# [WORK ORDER]
Each line of the records has to be copied exactly, though the pictures must be left out.

# [THE DATA]

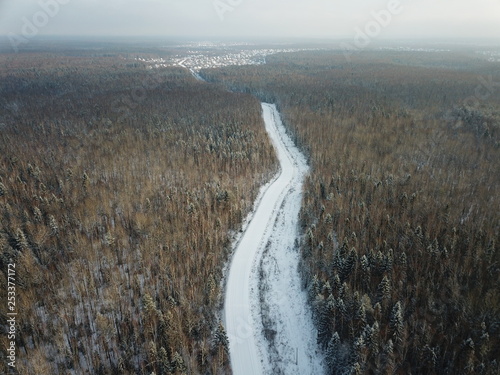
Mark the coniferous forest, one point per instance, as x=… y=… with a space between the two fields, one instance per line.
x=400 y=216
x=121 y=189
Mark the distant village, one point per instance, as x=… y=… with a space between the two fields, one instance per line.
x=195 y=60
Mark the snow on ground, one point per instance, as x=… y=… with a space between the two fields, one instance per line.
x=263 y=285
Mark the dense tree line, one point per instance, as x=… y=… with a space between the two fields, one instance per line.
x=400 y=216
x=119 y=188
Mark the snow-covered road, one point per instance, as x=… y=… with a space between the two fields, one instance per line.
x=266 y=249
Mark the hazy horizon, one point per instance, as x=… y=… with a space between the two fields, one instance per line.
x=233 y=19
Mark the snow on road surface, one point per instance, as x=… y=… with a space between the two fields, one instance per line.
x=273 y=335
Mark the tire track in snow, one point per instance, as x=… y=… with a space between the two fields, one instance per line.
x=274 y=224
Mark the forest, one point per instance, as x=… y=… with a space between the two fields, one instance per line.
x=400 y=215
x=120 y=188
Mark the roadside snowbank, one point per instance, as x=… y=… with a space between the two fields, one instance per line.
x=267 y=320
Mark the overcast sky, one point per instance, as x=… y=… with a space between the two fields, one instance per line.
x=251 y=18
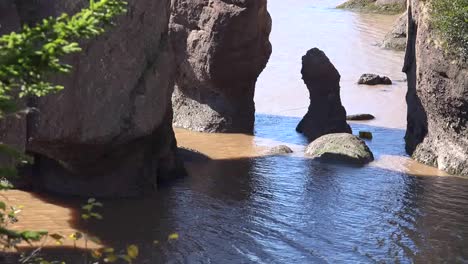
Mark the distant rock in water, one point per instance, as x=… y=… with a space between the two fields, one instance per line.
x=326 y=114
x=279 y=150
x=365 y=134
x=375 y=6
x=341 y=147
x=396 y=38
x=360 y=117
x=374 y=79
x=221 y=47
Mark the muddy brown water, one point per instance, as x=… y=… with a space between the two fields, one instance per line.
x=240 y=206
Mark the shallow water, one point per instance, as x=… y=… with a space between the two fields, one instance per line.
x=240 y=206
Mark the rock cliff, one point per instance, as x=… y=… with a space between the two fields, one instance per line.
x=437 y=132
x=109 y=132
x=221 y=47
x=396 y=38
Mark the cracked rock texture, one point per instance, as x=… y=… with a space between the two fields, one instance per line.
x=112 y=123
x=221 y=48
x=437 y=131
x=396 y=38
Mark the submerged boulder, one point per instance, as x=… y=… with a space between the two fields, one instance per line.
x=341 y=147
x=221 y=48
x=326 y=114
x=375 y=6
x=374 y=79
x=360 y=117
x=396 y=38
x=279 y=150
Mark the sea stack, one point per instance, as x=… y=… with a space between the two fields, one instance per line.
x=326 y=114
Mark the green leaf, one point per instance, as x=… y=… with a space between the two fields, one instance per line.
x=33 y=235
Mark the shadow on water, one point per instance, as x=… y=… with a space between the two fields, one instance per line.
x=291 y=209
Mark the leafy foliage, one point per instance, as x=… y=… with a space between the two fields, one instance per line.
x=450 y=19
x=27 y=60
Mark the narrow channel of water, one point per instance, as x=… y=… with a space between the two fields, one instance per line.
x=240 y=206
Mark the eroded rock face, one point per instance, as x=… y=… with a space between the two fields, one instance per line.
x=109 y=132
x=12 y=128
x=326 y=114
x=340 y=147
x=396 y=38
x=437 y=132
x=221 y=47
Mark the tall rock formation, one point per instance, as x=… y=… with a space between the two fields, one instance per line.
x=437 y=132
x=326 y=114
x=221 y=47
x=396 y=38
x=109 y=133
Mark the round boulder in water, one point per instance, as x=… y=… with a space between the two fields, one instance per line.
x=360 y=117
x=340 y=147
x=374 y=79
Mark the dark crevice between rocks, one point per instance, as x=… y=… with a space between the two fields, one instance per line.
x=417 y=126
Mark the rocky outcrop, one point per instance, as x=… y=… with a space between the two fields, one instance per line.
x=12 y=127
x=341 y=147
x=221 y=47
x=360 y=117
x=375 y=6
x=326 y=114
x=374 y=79
x=109 y=133
x=396 y=38
x=437 y=131
x=279 y=150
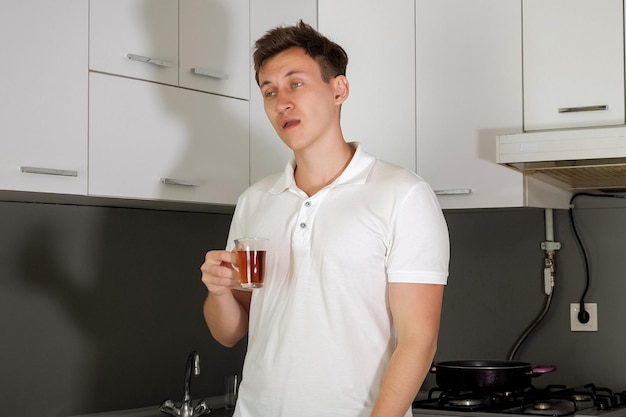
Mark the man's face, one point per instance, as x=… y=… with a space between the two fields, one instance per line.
x=301 y=106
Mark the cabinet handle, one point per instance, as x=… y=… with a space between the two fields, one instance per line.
x=141 y=58
x=49 y=171
x=583 y=108
x=208 y=72
x=456 y=191
x=183 y=183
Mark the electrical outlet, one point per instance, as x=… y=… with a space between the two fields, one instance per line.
x=591 y=325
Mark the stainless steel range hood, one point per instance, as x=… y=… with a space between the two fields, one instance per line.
x=577 y=159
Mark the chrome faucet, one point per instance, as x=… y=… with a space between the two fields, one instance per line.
x=186 y=409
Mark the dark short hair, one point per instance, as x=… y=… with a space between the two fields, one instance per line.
x=331 y=58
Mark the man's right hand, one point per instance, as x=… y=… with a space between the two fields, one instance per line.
x=218 y=274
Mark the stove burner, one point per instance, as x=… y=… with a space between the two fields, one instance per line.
x=542 y=405
x=466 y=402
x=551 y=401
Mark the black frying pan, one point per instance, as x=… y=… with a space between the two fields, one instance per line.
x=486 y=374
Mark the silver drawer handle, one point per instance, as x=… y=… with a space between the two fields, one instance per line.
x=141 y=58
x=183 y=183
x=49 y=171
x=208 y=72
x=456 y=191
x=583 y=108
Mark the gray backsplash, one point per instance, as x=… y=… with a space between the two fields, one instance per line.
x=99 y=307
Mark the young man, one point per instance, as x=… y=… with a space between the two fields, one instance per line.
x=346 y=324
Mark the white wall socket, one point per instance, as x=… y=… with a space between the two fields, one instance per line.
x=591 y=325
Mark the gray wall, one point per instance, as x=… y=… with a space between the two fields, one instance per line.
x=99 y=307
x=496 y=290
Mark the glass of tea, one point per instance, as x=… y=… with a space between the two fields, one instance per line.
x=251 y=252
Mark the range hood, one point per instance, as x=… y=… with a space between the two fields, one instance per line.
x=576 y=159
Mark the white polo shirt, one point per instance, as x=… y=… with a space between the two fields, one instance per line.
x=321 y=332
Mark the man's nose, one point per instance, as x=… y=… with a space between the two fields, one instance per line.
x=283 y=102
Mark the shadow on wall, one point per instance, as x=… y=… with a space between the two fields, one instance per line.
x=105 y=304
x=100 y=308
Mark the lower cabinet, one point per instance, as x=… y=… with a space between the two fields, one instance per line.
x=156 y=142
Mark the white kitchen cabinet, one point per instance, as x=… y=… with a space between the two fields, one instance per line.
x=43 y=96
x=268 y=154
x=380 y=43
x=469 y=89
x=573 y=63
x=157 y=142
x=197 y=44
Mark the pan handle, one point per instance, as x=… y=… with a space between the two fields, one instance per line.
x=542 y=369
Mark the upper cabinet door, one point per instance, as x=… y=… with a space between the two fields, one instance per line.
x=43 y=96
x=214 y=46
x=135 y=38
x=573 y=63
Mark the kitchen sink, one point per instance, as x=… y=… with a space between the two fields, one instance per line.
x=152 y=412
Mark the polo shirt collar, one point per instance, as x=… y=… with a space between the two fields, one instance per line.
x=355 y=173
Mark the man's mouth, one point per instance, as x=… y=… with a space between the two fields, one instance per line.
x=289 y=123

# [SOLUTION BELOW]
Mark the coniferous forest, one point per instance, as x=… y=… with a space between the two fields, one instance per line.
x=400 y=216
x=121 y=189
Mark the distant village, one point per instance, as x=… y=… with a space between the two fields, one instance per line.
x=195 y=60
Mark the snow on ground, one point per instance, as x=… y=… with a space between the two fields, one instance per line.
x=263 y=285
Mark the dense tree line, one point per instance, as x=… y=… with a space between the two fields, one instance per line.
x=400 y=216
x=119 y=188
Mark the snow-covered road, one point per instance, as x=… y=… with a space between the two fields, one instance per line.
x=266 y=249
Mark the hazy horizon, one point per instance, as x=… y=… with a space between the two fields, one instance per line.
x=233 y=19
Mark the snow on road surface, one point per instance, as x=… y=… with a space between the two fields, one instance per line.
x=273 y=335
Mark the tire track in snow, one point per instance, as x=… y=… with a space between the two fields, one instance per line.
x=274 y=224
Mark the forest, one point per instance, as x=… y=… with a space between the two fields, one instance per line.
x=400 y=215
x=120 y=188
Mark the roadside snowbank, one point per instance, as x=… y=… with a space between the two fields, one instance per line.
x=267 y=320
Mark the overcast sky, one point per instance, as x=… y=… with a space between the two fields, one instance per line.
x=251 y=18
Mark the distant rock in water, one point per instance, as x=… y=… with a space between the two fields, one instance per line.
x=326 y=114
x=279 y=150
x=365 y=134
x=375 y=6
x=341 y=147
x=396 y=38
x=360 y=117
x=374 y=79
x=221 y=47
Mark the muddy brown water, one point per instance, as x=… y=… with a space between the two fields, one instance per line.
x=240 y=206
Mark the shallow water, one point per instance, as x=… y=… with a space between the two fields, one instance per line.
x=240 y=206
Mark the rock cliff, one point per instance, as x=… y=… with a space between the two fields, one instance per line.
x=437 y=132
x=109 y=132
x=221 y=47
x=396 y=38
Mark the cracked rock texture, one point per instance, as x=… y=… with a space between the two fields, one instance per line.
x=112 y=123
x=221 y=48
x=437 y=131
x=396 y=38
Mark the submerged boulder, one point per instance, as x=… y=… with a space between the two fields, one instance per line.
x=341 y=147
x=221 y=48
x=326 y=114
x=375 y=6
x=374 y=79
x=360 y=117
x=396 y=38
x=279 y=150
Mark the sea stack, one point per instance, as x=… y=… with a space between the two fields, one instance per line.
x=326 y=114
Mark the green leaf, one point per instance, as x=… y=… with a space between the two fields, one instance per line.
x=33 y=235
Mark the shadow on water, one point per instance, as x=… y=… with a space between the two fields, one instance per line.
x=291 y=209
Mark the leafy foliage, one point per instance, as x=… y=… with a space between the two fields, one instance per line.
x=450 y=19
x=27 y=60
Mark the narrow channel of water, one point per instance, as x=… y=… with a space between the two fields, one instance per line.
x=240 y=206
Mark the eroded rock face, one point per instance, as x=… y=… with a space between the two fields, one instance per line.
x=109 y=132
x=12 y=128
x=326 y=114
x=340 y=147
x=396 y=38
x=437 y=132
x=221 y=47
Mark the tall rock formation, one point per instance, as x=… y=… with a space between the two fields, one instance per line.
x=437 y=132
x=326 y=114
x=221 y=47
x=396 y=38
x=109 y=133
Mark the round boulder in water, one point per instance, as x=… y=… with a space between the two fields, one instance per line.
x=360 y=117
x=340 y=147
x=374 y=79
Mark the dark crevice between rocks, one point per instance, as x=… y=… with a space between the two fields, one instance per line.
x=417 y=126
Mark the rocky outcrop, one point per instance, as x=… y=… with a space between the two fields, one instance per line.
x=12 y=127
x=341 y=147
x=221 y=47
x=360 y=117
x=375 y=6
x=326 y=114
x=374 y=79
x=109 y=133
x=396 y=38
x=437 y=131
x=279 y=150
Mark the man's face, one point per instance, as x=… y=… with a space between the two fields, one instance per line.
x=301 y=106
Mark the cabinet handle, one point per instance, as x=… y=… with a space between the two fields, one instance per line.
x=141 y=58
x=49 y=171
x=583 y=108
x=208 y=72
x=456 y=191
x=183 y=183
Mark the electrical outlet, one point per instance, as x=… y=… with a space between the two fields, one instance per line.
x=591 y=325
Mark the stainless steel range hood, one point per instance, as x=… y=… with a space between the two fields, one instance per line.
x=577 y=159
Mark the chrome faucet, one point per instance, as x=… y=… with a space between the two fields, one instance per line.
x=186 y=409
Mark the dark short hair, one point per instance, as x=… y=… with a space between the two fields, one instance per line.
x=331 y=58
Mark the man's right hand, one point per instance, as x=… y=… with a space between the two fields, one instance per line.
x=218 y=274
Mark the stove burner, one point per instance, as x=… y=… with a space between the two fields, one instance per line.
x=542 y=405
x=466 y=402
x=551 y=401
Mark the black frying pan, one point per instance, as x=… y=… with a space between the two fields, one instance per line.
x=486 y=374
Mark the silver drawer handle, one point per instance, as x=… y=… with a space between the two fields, one instance per line.
x=141 y=58
x=183 y=183
x=49 y=171
x=208 y=72
x=456 y=191
x=583 y=108
Mark the gray backsplash, one point per instance, as x=… y=… with a space between the two fields, one instance per line.
x=99 y=307
Mark the young man, one point per instance, as x=… y=… with a space between the two fields, one instance per line.
x=346 y=324
Mark the white wall socket, one point per instance, as x=… y=… with a space between the two fields, one instance per line.
x=591 y=325
Mark the gray wall, one point per instance, as x=… y=… with a space between the two fields, one instance per line.
x=99 y=307
x=496 y=290
Mark the glass of tea, one point per instance, as x=… y=… with a space between the two fields, one instance per line.
x=251 y=252
Mark the range hood, one point per instance, as x=… y=… with a space between the two fields, one instance per line.
x=576 y=159
Mark the white polo shirt, one point per instance, as x=… y=… with a space between the two fields, one instance per line.
x=321 y=332
Mark the man's nose, one point per instance, as x=… y=… with a space between the two fields, one instance per line.
x=283 y=102
Mark the shadow on wall, one point per instance, as x=… y=… with a space between the two fields, one instance per line.
x=105 y=304
x=100 y=308
Mark the lower cabinet, one point per instance, as x=… y=… with a space between the two fields, one instance per line.
x=156 y=142
Mark the white kitchen cabinet, one point per instance, as x=… y=… with a space between the two fields, one instance per line.
x=43 y=96
x=268 y=154
x=380 y=43
x=469 y=89
x=573 y=63
x=157 y=142
x=197 y=44
Mark the pan handle, one point per instance, as x=… y=… with a space between the two fields, one instance per line.
x=542 y=369
Mark the upper cabinet door, one point per instance, as x=… y=… with a space between the two fields, one instance per line.
x=43 y=96
x=214 y=46
x=135 y=38
x=573 y=63
Mark the kitchen sink, one point per instance, as x=… y=… with a space between the two fields, one instance per line.
x=152 y=412
Mark the polo shirt collar, one point per instance, as x=… y=… with a space between the two fields, one instance per line.
x=355 y=173
Mark the man's mouth, one point per instance, as x=… y=… with a space between the two fields, one instance per line.
x=289 y=123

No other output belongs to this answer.